--- Extracted entries ---

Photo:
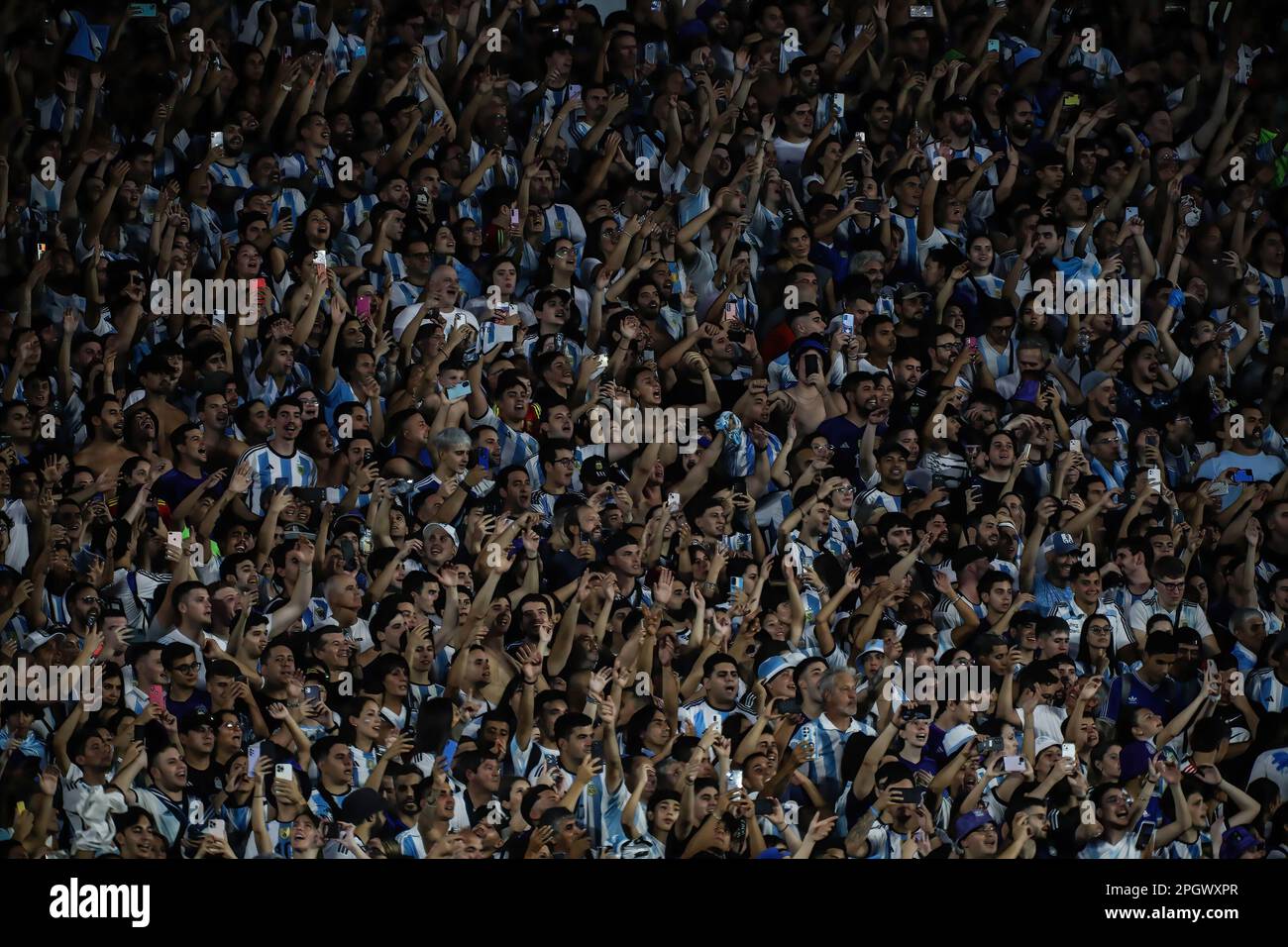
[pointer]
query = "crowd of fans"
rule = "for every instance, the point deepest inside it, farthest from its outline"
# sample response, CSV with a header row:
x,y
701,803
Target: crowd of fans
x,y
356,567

---
--- Extracted entries ---

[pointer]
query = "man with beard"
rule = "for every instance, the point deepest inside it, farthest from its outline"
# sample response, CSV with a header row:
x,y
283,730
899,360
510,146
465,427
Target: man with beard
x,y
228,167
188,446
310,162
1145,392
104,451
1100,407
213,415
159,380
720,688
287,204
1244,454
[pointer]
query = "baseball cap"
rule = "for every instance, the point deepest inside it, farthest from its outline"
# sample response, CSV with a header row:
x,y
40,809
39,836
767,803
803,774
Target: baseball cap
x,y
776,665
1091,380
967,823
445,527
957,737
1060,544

---
--- Extracted entries ---

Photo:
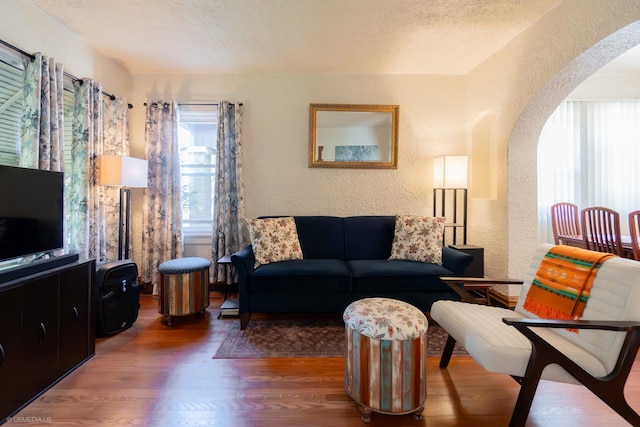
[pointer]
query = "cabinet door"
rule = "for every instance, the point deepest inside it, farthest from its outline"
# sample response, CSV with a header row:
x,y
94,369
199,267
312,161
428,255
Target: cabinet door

---

Your assignment -> For each line of the entries that includes "query", show that line.

Result for this task ->
query = "crowd of fans"
query = "man with beard"
query = "baseball cap"
query = "cabinet door"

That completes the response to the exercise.